TEXT SEGMENT.
######

Which brings us to that infamous dancing griefer. Because the movement protocol is not a realtime one, it was possible to exploit it to make yourself nearly impossible to kill. The server essentially had no "sync points" between players in the system until the players landed at the end of their movement. Okay, the player's movement just ended, and we know where the player is standing, for real, and all clients and server agree about that. Now they can execute an action on an neighboring tile. Mid-move, due to variable latency, all bets are off about where a player actually is on each client screen. Griefers could exploit this by moving continuously.
Even if the protocol didn't work this way, a moving target is still way harder to click. And what happens if you misclick? Well, you just right clicked on the ground, which means you just dropped your weapon. Trying to finally hit a dancing griefer was an absolute click-fest of frustration. So even if the town elders have collectively agreed that this person needs to go, they had trouble carrying out their decision. And the griefer, who could sneak up on an unsuspecting person who wasn't busy dancing, would get the jump on each victim and be able to land the kill.
This update changes the semantics of the client KILL action.
It used to be an isolated action that would either succeed or fail depending on where you clicked and whether the server believed that the person was actually there and in range.
Now KILL is a state, not an action, and SHIFT-right-click puts you into that state, with essentially a death warrant for whoever was closest to your mouse when you clicked. You get a forced-ANGRY face when you're in this state, and you can still move around freely. But if you ever cross paths with your target server-side, so that the target of your request is in range of your weapon, the kill action is executed instantly.
This comes as close to a logical operation as we're ever going to get, while still preserving the effects of weapons with different ranges. If you kill-target someone with your bow who is in a locked room, and you stand by the door, the arrow will fire instantly as soon as the door is opened. If you target someone outside the gate with your sword, and then stand by the gate, you will attack them instantly the moment they walk through the choke point.
You can cancel this state by putting your weapon away momentarily, and your angry face will return to normal. The face also gives the target some warning about your intentions---and of course, it can be bluffed with the usual angry emote.
This is a pretty big change, and it will dramatically change town griefing dynamics. But there are some other big changes beyond that.

######

DESCRIPTION OF THE TASK. Copy from the passage about the kill change the stretch from "This comes as" through "changes beyond that.", word for word.

Dataset entries
######

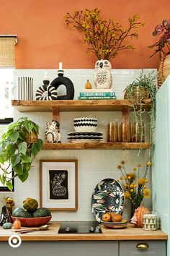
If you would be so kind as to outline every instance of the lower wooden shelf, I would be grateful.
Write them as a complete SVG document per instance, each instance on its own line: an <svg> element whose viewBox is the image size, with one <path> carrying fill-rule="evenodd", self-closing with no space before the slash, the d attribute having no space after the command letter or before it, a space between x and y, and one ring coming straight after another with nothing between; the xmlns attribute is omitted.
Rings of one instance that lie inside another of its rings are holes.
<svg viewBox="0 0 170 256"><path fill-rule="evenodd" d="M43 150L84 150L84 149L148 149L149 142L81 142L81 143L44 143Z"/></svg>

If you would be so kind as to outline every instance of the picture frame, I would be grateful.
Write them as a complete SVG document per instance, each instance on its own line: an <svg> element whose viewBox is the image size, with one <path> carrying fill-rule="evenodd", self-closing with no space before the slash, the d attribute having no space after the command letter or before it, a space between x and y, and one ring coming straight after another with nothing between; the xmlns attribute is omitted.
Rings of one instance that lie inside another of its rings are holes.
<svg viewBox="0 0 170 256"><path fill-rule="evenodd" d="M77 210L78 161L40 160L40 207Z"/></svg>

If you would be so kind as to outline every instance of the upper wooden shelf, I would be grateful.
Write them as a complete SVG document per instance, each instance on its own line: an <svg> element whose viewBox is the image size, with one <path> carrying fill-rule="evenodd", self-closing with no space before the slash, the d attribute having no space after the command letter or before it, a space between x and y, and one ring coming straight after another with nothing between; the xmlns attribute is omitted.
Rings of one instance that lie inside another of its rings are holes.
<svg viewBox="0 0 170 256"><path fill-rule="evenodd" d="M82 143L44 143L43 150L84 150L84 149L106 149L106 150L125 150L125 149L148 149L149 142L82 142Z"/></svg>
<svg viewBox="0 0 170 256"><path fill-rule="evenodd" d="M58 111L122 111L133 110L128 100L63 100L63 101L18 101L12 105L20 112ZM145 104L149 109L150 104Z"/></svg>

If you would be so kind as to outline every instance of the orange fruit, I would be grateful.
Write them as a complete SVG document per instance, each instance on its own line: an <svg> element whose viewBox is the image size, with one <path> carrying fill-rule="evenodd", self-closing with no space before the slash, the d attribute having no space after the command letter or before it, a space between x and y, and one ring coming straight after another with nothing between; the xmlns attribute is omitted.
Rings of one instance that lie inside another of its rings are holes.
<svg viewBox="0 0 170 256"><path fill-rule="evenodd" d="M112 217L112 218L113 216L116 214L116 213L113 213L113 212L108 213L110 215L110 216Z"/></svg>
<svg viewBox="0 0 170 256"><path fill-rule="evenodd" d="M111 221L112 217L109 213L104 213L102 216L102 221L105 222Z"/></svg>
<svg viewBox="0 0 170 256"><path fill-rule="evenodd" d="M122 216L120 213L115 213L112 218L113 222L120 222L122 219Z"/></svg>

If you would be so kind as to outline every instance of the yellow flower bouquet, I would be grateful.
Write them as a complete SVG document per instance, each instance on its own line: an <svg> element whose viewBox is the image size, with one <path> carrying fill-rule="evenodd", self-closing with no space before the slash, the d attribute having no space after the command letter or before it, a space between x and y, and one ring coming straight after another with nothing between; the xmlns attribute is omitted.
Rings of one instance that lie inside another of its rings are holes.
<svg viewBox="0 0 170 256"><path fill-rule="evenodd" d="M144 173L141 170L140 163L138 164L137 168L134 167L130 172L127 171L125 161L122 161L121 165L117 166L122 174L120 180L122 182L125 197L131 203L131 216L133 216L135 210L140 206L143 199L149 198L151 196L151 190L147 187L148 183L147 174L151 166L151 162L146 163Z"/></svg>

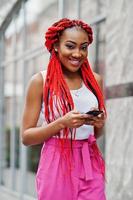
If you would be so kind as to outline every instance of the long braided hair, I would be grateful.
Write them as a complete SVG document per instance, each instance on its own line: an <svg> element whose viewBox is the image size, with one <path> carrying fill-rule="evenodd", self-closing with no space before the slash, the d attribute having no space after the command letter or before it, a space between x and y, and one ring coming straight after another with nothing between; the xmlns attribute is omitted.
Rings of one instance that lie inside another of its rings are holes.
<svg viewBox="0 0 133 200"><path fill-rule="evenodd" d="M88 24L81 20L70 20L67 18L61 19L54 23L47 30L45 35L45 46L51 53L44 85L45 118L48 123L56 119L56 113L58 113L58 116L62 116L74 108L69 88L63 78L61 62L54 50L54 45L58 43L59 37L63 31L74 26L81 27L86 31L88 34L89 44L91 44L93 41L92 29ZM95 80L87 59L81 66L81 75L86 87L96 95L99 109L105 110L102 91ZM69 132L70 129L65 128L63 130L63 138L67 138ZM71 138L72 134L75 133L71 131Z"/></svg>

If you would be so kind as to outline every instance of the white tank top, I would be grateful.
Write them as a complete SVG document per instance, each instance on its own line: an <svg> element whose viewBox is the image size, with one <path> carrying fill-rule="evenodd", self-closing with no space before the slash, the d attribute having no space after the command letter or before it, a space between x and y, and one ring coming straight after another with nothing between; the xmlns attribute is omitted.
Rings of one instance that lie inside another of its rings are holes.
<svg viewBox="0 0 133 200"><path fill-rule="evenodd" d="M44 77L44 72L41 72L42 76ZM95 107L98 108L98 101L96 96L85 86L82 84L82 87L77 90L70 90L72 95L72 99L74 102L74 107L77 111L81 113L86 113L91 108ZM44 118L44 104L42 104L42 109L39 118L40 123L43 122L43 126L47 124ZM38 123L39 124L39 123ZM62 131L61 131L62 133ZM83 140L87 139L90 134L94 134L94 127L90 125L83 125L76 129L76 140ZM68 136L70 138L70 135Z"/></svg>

######

TASK SOLUTION.
This comes as close to a logical operation as we're ever going to get, while still preserving the effects of weapons with different ranges. If you kill-target someone with your bow who is in a locked room, and you stand by the door, the arrow will fire instantly as soon as the door is opened. If you target someone outside the gate with your sword, and then stand by the gate, you will attack them instantly the moment they walk through the choke point.
You can cancel this state by putting your weapon away momentarily, and your angry face will return to normal. The face also gives the target some warning about your intentions---and of course, it can be bluffed with the usual angry emote.
This is a pretty big change, and it will dramatically change town griefing dynamics. But there are some other big changes beyond that.